Original Article


The value of oxaliplatin in the systemic treatment of locally advanced rectal cancer

Teresa Martín-Aragón, Javier Serrano, Juana Benedí, Rosa M. Meiriño, Pilar García-Alonso, Felipe A. Calvo

Abstract

Background: To evaluate, in a context of innovative multidisciplinary clinical practice, the efficacy of oxaliplatin in adjuvant administration (chemotherapy, CT) in relation to the total administered dose, in terms of prognosis with other clinical and therapeutic factors, in the heterogeneous model of locally advanced rectal cancer (LARC), which is characterized by a risk pattern of dominant systemic progression.
Methods: Observational-analytical, retrospective, unicentric, non-randomized study of two cohorts of patients receiving FOLFOX-4 induction CT in neoadjuvancy, radiochemotherapy and surgery, differing in that one cohort did not receive any adjuvant post-surgical treatment and the other one received adjuvant CT with FOLFOX-4 cycles. A total of 212 patients from the Radiotherapy Oncology Service at the University Hospital Gregorio Marañon were studied: the neoadjuvant CT treatment group with oxaliplatin consisted of 110 patients and adjuvant CT treatment group with oxaliplatin consisted of 102 patients. The median follow-up time for the whole study population was 72 months (6 years).

§ STUDY MATERIAL
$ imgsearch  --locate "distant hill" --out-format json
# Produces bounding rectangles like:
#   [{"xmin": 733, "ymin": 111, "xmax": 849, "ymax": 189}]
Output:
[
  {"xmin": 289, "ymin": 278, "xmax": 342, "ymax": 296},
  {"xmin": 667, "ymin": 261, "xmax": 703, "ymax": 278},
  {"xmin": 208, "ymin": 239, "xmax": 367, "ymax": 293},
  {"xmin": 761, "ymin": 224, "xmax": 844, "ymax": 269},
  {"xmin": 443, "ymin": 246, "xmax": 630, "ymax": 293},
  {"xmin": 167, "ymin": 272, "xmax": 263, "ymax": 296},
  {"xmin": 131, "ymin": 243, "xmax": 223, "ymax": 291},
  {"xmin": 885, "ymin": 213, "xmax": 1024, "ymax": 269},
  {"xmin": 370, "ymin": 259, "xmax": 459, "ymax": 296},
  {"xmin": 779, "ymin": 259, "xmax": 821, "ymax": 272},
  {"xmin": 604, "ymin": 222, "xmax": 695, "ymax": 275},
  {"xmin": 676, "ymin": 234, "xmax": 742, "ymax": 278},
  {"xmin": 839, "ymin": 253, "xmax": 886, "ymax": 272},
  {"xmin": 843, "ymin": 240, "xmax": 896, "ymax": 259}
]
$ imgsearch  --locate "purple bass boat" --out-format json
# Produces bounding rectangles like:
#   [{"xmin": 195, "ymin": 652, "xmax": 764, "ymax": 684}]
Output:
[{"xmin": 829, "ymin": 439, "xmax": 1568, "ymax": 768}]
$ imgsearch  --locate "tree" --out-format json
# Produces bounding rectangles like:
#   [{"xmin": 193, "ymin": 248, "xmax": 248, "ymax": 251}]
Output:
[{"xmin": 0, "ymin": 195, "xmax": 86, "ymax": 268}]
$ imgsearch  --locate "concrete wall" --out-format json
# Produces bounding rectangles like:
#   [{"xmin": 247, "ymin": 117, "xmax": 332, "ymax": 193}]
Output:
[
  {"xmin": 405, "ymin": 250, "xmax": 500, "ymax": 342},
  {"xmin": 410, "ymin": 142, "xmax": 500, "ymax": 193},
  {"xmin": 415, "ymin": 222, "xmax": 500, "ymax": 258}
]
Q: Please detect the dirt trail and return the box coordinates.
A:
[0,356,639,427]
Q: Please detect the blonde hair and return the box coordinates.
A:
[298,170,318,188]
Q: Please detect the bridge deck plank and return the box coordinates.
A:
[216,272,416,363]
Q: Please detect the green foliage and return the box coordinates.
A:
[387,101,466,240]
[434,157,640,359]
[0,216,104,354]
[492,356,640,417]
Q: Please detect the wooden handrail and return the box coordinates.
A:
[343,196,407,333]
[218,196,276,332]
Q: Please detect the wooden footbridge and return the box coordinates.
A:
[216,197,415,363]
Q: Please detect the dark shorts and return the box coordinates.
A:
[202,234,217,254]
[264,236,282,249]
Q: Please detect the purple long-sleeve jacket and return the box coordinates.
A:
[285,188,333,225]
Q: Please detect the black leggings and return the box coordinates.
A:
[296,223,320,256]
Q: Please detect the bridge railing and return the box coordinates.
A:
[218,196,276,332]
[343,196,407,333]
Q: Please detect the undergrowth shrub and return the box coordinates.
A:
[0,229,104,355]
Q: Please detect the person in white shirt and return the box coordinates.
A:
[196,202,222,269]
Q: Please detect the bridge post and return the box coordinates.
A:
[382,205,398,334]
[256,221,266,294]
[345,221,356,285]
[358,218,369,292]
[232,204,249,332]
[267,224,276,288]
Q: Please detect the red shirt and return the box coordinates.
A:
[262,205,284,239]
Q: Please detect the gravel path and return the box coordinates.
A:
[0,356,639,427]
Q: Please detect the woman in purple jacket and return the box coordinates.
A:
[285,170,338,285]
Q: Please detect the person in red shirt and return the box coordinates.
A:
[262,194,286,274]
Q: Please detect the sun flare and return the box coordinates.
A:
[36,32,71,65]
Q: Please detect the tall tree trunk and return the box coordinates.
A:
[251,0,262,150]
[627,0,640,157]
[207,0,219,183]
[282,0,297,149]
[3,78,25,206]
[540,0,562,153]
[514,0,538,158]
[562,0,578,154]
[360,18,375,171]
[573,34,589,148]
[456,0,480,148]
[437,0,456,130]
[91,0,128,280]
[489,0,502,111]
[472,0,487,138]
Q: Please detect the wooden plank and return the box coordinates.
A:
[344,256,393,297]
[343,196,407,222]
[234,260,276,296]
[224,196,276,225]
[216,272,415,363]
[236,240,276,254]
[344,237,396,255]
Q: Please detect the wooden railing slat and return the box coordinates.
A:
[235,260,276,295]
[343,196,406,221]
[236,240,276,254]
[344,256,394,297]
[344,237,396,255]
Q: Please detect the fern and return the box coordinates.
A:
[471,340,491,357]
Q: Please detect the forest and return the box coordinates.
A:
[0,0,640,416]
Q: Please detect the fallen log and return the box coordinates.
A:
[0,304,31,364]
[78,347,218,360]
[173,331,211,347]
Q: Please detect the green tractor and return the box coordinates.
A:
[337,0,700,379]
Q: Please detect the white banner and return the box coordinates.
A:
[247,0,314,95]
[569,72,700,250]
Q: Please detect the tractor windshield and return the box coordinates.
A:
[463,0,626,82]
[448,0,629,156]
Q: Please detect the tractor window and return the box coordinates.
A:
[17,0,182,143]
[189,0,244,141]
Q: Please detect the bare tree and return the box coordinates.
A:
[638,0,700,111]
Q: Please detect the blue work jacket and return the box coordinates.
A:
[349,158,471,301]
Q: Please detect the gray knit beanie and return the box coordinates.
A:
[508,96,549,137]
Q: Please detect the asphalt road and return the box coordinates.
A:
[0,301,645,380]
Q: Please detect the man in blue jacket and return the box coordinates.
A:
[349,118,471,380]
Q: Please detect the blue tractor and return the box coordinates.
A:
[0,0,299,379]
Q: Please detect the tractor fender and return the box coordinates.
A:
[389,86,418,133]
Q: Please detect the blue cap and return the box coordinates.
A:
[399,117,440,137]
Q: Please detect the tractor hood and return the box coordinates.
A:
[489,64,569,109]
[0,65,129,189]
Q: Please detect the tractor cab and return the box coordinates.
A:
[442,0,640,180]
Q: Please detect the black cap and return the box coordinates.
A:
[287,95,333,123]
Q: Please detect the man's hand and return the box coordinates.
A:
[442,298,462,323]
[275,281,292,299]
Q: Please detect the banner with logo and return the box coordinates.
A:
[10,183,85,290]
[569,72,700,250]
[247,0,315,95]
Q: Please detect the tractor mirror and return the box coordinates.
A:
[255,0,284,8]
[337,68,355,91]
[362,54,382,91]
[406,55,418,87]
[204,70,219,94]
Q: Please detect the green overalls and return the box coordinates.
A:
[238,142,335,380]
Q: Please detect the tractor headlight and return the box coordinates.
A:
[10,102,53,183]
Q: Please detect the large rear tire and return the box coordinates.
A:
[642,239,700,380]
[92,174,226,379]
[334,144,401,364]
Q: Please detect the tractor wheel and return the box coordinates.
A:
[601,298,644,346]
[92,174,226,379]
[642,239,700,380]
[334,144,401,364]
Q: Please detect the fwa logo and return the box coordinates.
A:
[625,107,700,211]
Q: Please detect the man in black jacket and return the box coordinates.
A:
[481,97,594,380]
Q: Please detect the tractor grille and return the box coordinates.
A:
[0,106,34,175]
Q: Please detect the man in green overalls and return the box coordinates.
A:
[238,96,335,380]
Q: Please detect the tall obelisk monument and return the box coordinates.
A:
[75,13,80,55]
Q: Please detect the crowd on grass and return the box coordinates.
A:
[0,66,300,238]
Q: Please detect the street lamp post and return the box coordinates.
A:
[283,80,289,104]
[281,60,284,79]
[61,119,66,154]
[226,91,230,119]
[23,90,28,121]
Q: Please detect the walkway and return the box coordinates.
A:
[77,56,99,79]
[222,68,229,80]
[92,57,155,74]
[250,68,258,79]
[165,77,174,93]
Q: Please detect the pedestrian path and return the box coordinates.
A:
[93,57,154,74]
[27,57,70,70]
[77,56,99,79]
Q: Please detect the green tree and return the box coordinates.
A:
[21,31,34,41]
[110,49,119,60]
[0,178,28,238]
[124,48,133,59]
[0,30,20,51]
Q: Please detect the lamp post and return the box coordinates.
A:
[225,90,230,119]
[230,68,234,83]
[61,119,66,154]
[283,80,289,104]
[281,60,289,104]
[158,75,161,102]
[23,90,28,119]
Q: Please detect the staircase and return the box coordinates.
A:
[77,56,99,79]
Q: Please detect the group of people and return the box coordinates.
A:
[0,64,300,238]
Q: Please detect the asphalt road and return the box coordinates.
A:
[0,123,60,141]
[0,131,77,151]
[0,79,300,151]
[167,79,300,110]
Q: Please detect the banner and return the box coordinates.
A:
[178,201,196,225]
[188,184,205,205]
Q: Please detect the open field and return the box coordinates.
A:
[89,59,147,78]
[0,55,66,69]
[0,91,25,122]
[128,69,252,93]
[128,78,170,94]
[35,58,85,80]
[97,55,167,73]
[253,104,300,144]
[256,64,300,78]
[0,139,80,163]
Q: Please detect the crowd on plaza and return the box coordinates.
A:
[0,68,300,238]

§ ACTIVITIES
(1) In the abstract on oxaliplatin in locally advanced rectal cancer, how many patients were in the adjuvant CT treatment group with oxaliplatin?
(2) Write what comes next in the abstract on oxaliplatin in locally advanced rectal cancer, picking up after its last sentence.

§ PER-TASK ANSWERS
(1) 102 patients.

(2)
Results: The sociodemographic, clinical and diagnostic characteristics were very similar in both cohorts of patients, but with a pattern of therapeutic selection towards elements of adversity in pathological post-neoadjuvant staging. The dose of oxaliplatin in adjuvance (postoperative) superior to 6 cycles was positively associated with the locoregional control (LRC) at 5 years (P=0.012) and with the overall survival (OS) (P=0.048) at 5 years. In the responders to neoadjuvance with oxaliplatin [patients with tumor regression grade (TRG 3–4)], the dose of oxaliplatin greater than 5 cycles in adjuvance (postoperative) was positively associated with OS (P=0.06). And the dose of oxaliplatin in the range of 4–5 cycles in adjuvance (postoperative) was positively associated with distant metastasis-free survival (DMFS) and disease-free survival (DFS) in the cohort of responding patients (P=0.015 and 0.004, respectively).
Conclusions: The contribution of adjuvant oxaliplatin in the oncological evolution shows a favorable effect of LRC, DMFS, DFS and OS in the subgroups of patients that exhibit elements of response to neoadjuvant oxaliplatin (categories TRG 3–4, and pN0, downstaging T, downstaging N). Therefore, this neoadjuvant response profile with oxaliplatin, measured with highly reliable methodology (validated microscopic pathological response scales), defines a population of oxaliplatin-sensitive patients who benefits significantly from the administration of adjuvant oxaliplatin in sufficient cumulative doses (more of 5 cycles).